- _Your assignment_
Can you find the lines of the listing that include "below" and copy every one?

- _Task inputs_
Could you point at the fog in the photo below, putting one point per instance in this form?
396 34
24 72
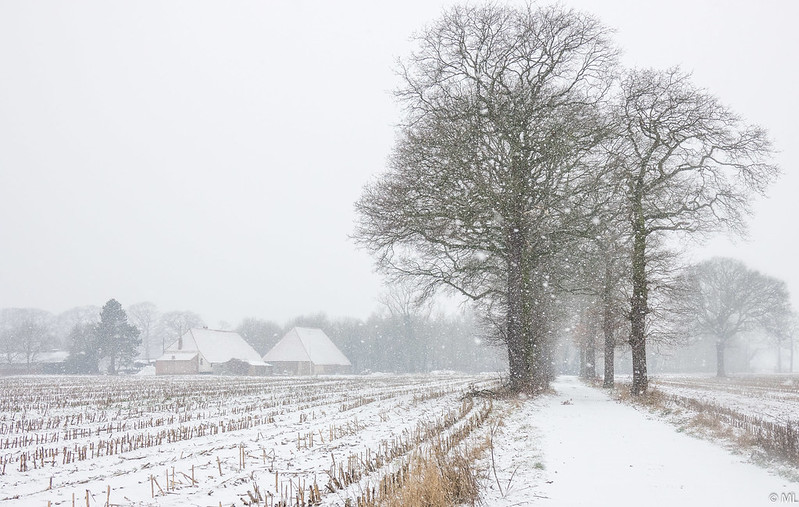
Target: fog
206 156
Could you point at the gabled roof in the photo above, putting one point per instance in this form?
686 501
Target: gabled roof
215 346
307 344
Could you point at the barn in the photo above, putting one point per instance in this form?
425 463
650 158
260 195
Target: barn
307 351
202 350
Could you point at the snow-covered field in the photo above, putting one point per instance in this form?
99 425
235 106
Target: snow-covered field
208 441
758 411
580 447
219 440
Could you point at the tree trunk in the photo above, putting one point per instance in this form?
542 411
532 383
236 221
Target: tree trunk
610 340
720 370
638 308
590 358
517 357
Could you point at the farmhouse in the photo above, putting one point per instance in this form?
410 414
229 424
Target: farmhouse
307 351
210 351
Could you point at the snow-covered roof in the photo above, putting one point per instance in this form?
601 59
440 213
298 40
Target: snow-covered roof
215 346
53 356
182 355
307 344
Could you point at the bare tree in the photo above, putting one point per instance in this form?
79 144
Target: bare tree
145 317
687 164
25 332
175 324
491 163
261 334
65 322
728 299
411 312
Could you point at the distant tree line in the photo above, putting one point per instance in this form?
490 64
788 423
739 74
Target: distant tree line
535 177
399 338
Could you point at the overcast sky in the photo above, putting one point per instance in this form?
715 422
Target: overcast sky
205 156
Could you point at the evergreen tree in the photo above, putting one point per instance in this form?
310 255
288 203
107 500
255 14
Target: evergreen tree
84 354
116 339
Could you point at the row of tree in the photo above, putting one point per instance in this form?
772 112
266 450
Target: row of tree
530 168
706 309
25 333
402 337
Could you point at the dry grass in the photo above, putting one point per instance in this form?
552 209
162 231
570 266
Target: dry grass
703 418
439 480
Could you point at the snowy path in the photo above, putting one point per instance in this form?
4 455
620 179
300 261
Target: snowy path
595 451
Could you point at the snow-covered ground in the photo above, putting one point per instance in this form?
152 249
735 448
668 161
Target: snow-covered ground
205 440
580 447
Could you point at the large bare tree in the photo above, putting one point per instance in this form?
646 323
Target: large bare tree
145 317
726 298
492 162
687 164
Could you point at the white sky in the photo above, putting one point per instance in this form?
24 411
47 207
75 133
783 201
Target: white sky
206 155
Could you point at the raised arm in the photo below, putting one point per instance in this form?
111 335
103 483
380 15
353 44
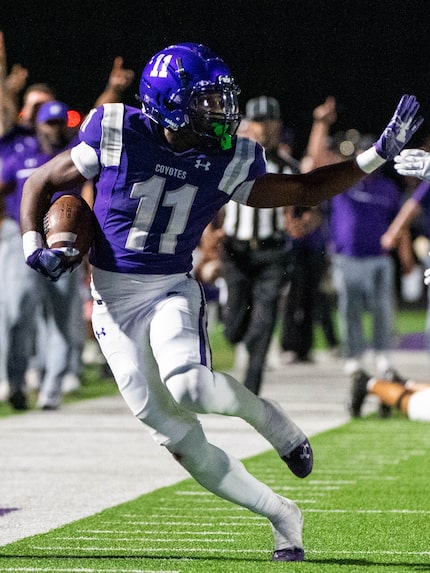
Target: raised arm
120 79
311 188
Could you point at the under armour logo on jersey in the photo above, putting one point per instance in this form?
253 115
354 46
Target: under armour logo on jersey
100 333
199 163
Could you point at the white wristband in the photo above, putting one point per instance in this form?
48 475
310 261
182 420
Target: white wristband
31 240
369 160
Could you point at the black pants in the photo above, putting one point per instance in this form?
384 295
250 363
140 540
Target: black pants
253 279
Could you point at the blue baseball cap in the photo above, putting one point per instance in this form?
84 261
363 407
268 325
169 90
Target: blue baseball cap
51 111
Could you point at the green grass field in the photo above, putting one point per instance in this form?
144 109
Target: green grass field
366 508
95 385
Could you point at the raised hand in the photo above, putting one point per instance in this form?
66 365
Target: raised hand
413 162
400 129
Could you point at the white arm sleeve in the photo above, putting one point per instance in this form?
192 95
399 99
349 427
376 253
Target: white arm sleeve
85 159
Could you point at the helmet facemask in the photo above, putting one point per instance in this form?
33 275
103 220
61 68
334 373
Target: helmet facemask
214 112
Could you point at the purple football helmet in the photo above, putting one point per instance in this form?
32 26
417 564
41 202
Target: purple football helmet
187 84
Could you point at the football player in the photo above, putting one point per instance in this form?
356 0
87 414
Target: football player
162 172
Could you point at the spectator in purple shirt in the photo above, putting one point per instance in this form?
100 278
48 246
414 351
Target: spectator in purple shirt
363 271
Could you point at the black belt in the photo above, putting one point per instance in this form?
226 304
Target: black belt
233 244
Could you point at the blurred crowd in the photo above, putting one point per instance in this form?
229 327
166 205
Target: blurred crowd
271 276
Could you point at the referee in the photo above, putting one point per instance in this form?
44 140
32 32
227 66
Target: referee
255 257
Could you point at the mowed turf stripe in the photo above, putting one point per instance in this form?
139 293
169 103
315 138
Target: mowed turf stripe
365 505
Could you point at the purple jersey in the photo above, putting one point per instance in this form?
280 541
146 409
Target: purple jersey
422 196
152 204
362 214
17 168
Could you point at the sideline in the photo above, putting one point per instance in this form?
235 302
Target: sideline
61 466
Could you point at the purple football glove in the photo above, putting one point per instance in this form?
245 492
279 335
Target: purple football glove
401 128
51 263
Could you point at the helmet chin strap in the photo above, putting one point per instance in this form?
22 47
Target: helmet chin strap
220 131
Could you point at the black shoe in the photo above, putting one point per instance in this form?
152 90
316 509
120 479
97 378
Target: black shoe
18 400
393 376
358 392
301 459
384 411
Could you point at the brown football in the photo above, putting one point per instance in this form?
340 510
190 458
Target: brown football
70 223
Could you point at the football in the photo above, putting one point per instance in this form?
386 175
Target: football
70 223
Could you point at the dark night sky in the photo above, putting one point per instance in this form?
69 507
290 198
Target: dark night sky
366 53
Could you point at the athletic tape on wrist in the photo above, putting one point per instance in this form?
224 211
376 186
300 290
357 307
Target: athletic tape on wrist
31 241
369 160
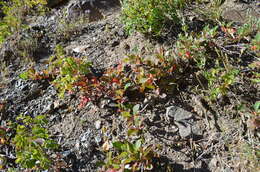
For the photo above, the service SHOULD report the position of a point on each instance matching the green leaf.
(134, 131)
(118, 145)
(126, 114)
(24, 75)
(257, 106)
(127, 86)
(138, 145)
(136, 109)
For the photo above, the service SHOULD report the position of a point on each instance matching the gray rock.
(98, 124)
(177, 113)
(184, 120)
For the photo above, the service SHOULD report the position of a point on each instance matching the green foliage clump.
(32, 143)
(129, 157)
(149, 16)
(67, 70)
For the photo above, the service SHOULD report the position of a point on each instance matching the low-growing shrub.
(149, 16)
(32, 143)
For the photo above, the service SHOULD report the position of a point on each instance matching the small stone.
(98, 125)
(185, 130)
(177, 113)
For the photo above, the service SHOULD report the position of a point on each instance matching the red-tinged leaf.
(188, 54)
(254, 48)
(115, 80)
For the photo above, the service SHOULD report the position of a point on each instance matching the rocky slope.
(192, 135)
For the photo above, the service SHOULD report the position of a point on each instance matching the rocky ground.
(193, 135)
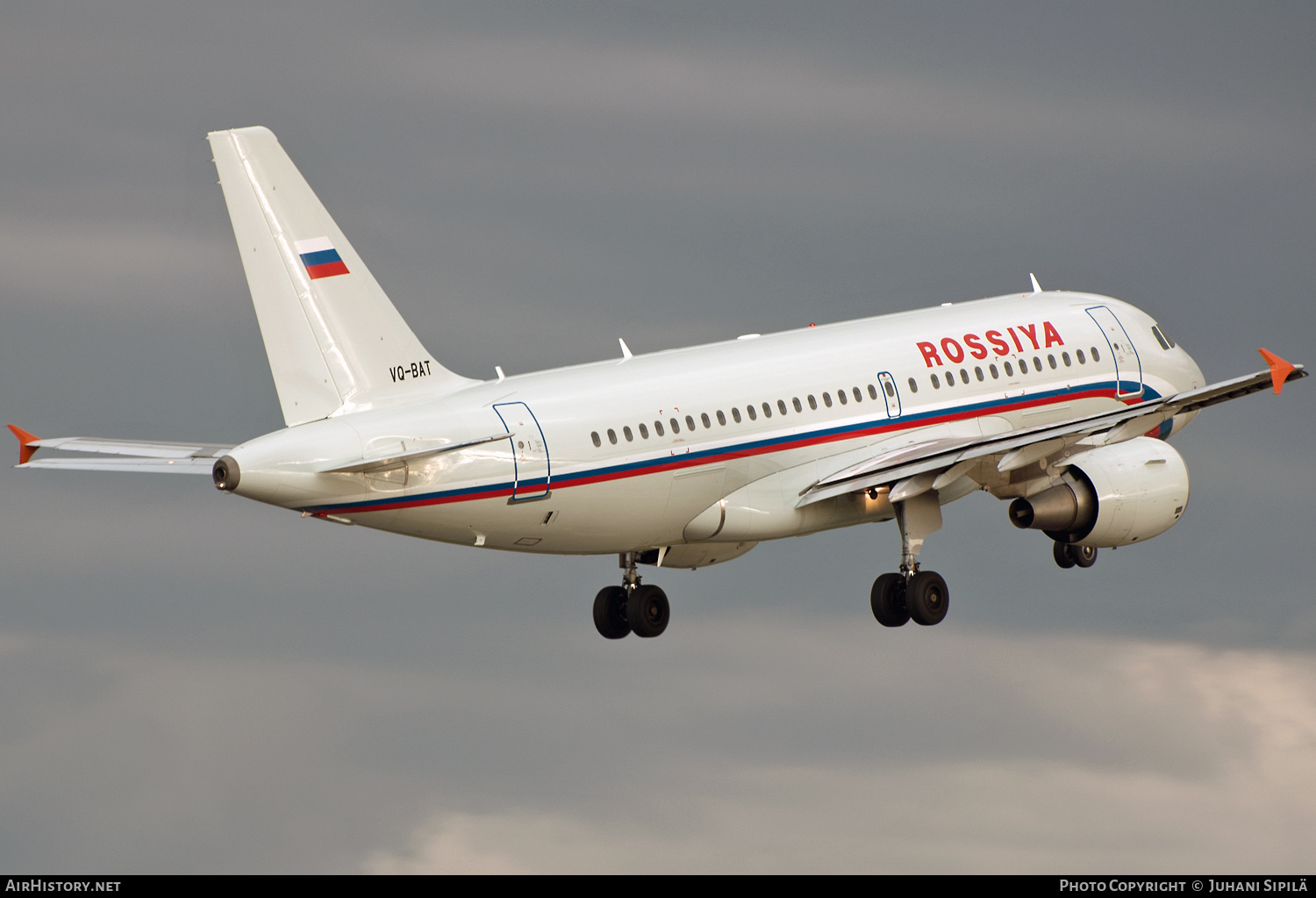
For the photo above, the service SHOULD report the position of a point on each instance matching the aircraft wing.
(132, 455)
(913, 469)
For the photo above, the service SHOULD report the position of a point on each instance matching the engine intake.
(1111, 495)
(1068, 508)
(226, 474)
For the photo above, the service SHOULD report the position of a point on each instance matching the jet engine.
(1111, 495)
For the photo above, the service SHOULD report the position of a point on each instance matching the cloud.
(810, 747)
(1208, 761)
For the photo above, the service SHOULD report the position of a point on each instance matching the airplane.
(1060, 402)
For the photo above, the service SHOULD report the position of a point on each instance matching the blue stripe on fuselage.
(741, 449)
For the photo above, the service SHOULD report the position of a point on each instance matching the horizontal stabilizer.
(139, 455)
(147, 465)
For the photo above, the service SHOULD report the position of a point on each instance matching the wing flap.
(1020, 448)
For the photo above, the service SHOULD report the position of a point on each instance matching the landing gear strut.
(912, 594)
(1068, 555)
(631, 607)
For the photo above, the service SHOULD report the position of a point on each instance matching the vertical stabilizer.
(336, 342)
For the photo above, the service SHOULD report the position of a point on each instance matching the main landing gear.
(1068, 555)
(912, 594)
(632, 607)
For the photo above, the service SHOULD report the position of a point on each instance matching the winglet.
(1279, 369)
(25, 442)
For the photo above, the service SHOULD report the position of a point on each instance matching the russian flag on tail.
(320, 257)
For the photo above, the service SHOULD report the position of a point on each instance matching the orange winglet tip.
(25, 452)
(1279, 369)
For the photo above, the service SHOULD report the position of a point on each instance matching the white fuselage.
(665, 450)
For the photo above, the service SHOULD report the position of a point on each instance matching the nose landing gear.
(633, 607)
(1068, 555)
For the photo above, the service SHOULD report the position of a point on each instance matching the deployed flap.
(334, 341)
(1023, 447)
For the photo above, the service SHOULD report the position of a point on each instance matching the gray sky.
(195, 682)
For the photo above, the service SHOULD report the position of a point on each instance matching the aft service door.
(889, 392)
(1128, 366)
(531, 471)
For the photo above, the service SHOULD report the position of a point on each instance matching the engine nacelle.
(1111, 495)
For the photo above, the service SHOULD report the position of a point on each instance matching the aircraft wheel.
(889, 600)
(926, 597)
(610, 613)
(647, 611)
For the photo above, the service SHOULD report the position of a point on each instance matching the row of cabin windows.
(750, 411)
(842, 398)
(1010, 369)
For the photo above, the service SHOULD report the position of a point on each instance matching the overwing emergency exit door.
(531, 469)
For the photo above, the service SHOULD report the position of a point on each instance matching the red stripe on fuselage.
(676, 463)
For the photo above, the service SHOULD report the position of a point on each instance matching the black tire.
(887, 600)
(926, 597)
(647, 611)
(610, 613)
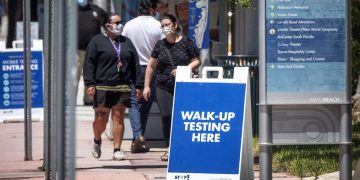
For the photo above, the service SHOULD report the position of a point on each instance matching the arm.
(195, 63)
(89, 68)
(148, 76)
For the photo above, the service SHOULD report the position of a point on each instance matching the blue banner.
(306, 50)
(207, 130)
(12, 80)
(199, 23)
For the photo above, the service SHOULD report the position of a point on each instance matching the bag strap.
(170, 57)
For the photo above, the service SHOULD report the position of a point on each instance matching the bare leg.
(101, 119)
(117, 114)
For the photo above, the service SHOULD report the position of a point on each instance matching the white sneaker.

- _Your response_
Could you point at the fog in the photo below, putting one point per instance in this form?
Could you point at the raised arm in the photo below, putting one point per instance in this form?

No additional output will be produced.